# YOUR OBJECTIVE
Collect every line of the data below that contains the word "cloud".

# THE DATA

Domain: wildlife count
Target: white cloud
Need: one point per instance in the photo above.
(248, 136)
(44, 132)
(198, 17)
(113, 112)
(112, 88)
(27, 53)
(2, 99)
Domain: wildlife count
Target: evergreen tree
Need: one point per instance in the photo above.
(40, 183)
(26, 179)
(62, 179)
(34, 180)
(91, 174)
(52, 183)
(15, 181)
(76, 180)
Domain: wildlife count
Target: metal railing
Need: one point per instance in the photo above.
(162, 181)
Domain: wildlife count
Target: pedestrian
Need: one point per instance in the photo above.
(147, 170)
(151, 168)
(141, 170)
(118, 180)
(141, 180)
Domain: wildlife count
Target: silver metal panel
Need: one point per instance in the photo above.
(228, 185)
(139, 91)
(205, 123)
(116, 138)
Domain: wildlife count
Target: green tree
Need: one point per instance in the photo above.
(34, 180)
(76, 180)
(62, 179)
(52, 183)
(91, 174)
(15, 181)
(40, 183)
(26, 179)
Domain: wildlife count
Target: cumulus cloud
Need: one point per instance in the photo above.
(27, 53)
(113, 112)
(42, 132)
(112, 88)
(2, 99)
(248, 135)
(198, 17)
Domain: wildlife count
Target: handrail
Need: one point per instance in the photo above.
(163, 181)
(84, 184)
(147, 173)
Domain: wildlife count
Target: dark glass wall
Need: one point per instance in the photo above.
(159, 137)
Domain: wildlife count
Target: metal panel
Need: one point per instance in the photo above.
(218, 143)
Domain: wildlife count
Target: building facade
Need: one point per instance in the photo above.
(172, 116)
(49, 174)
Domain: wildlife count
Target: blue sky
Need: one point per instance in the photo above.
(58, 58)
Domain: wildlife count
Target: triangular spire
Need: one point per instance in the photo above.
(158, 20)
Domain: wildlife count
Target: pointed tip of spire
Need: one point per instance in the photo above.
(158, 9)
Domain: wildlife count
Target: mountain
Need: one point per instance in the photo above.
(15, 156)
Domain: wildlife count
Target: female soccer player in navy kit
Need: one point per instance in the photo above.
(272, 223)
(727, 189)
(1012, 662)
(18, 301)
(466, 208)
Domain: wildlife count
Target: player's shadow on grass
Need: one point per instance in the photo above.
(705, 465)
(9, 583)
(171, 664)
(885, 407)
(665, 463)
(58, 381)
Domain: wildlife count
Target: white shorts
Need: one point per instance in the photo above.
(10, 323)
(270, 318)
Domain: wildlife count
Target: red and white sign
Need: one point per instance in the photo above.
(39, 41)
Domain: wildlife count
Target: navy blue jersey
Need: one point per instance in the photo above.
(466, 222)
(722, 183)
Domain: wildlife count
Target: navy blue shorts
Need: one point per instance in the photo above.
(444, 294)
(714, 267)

# THE REPLY
Target: white cloud
Target: cumulus cloud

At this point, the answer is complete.